Work task
From the article on obesity and workplace prejudice, extract the passage between "There is no" and "not employing someone.", inclusive, copying it word for word.

Source extract
Obesity in the eye of the employer: How to beat the prejudice

Chrissie Webber was 18 when she decided she wanted to be a nurse. But she was a size 22, and before she could get a hospital placement, she was told she had to lose weight. "The silly thing is that I cycled everywhere, I played badminton and tennis," she says. "I was generally healthy and fit."

Even so, they sent her to a hospital dietitian to lose a couple of stone. She says they never asked her about her exercise routine or levels of activity. She admits she overate, but says she wasn't inactive. "People just presume that if you're fat, you're lazy."

That perception continues even now. Health and wellbeing consultancy Vielife's recent survey indicates that employees who are classified as obese report significantly less productivity than those who are not – and overweight people take nearly twice as much sick leave. Given that nearly half of UK employees have excess body weight, with 14 per cent considered clinically obese, this is a scary statistic.

There is no law in the UK against discriminating on the grounds of obesity, which means that an employer can refuse to give you a job because of your size, according to Jenny Ungless from City Life Coaching. In a recent survey, 30 per cent of HR bosses said that they believed obesity was a valid medical reason for not employing someone.

People inevitably judge on appearances. Emma Evans, 51, a secretary from south London, says that the fear of what others thought of her appearance in a business context drove her to diet. "For me, it's a confidence thing, and I feel that as soon as someone sees a fat person in front of them they ignore anything else about me and assume I'm stupid." She says she feels she has to prove herself more than she would if she were thin, or even just thinner. "When I was an office manager, and slimmer than I am now, I twice overheard snide comments about me being a fat cow. On one occasion I waltzed back into the office and sacked the woman on the spot." The employee had had other warnings for her behaviour and Evans knew that if she didn't stand up to her, she would lose all respect in the office. "I still went into the ladies' loo and cried afterwards," she says.

Supplied material
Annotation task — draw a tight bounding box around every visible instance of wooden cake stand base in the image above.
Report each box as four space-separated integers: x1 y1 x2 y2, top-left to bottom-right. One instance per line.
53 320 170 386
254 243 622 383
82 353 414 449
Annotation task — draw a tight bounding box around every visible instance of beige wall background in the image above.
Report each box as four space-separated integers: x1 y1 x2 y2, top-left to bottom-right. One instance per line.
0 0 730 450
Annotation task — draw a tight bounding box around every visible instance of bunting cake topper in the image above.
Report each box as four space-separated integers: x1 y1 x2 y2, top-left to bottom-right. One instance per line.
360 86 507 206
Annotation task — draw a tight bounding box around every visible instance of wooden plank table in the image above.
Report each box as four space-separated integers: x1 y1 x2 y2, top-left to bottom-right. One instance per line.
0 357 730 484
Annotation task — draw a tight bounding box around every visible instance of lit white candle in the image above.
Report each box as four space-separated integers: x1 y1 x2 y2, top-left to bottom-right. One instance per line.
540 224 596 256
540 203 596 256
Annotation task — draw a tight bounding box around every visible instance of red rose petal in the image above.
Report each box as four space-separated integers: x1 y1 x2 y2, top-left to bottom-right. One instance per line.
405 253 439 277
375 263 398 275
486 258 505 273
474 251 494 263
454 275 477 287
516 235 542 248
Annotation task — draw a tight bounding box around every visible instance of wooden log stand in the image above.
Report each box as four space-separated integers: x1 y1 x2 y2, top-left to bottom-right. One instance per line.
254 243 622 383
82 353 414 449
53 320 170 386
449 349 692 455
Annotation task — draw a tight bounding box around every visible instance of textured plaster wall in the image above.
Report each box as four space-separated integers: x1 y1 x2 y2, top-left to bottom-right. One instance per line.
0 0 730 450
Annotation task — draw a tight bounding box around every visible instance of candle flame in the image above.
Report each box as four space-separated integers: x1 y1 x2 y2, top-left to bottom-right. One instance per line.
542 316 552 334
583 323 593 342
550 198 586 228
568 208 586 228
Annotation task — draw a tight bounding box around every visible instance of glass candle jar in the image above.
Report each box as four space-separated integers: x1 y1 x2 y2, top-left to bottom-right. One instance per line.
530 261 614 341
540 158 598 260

Output
There is no law in the UK against discriminating on the grounds of obesity, which means that an employer can refuse to give you a job because of your size, according to Jenny Ungless from City Life Coaching. In a recent survey, 30 per cent of HR bosses said that they believed obesity was a valid medical reason for not employing someone.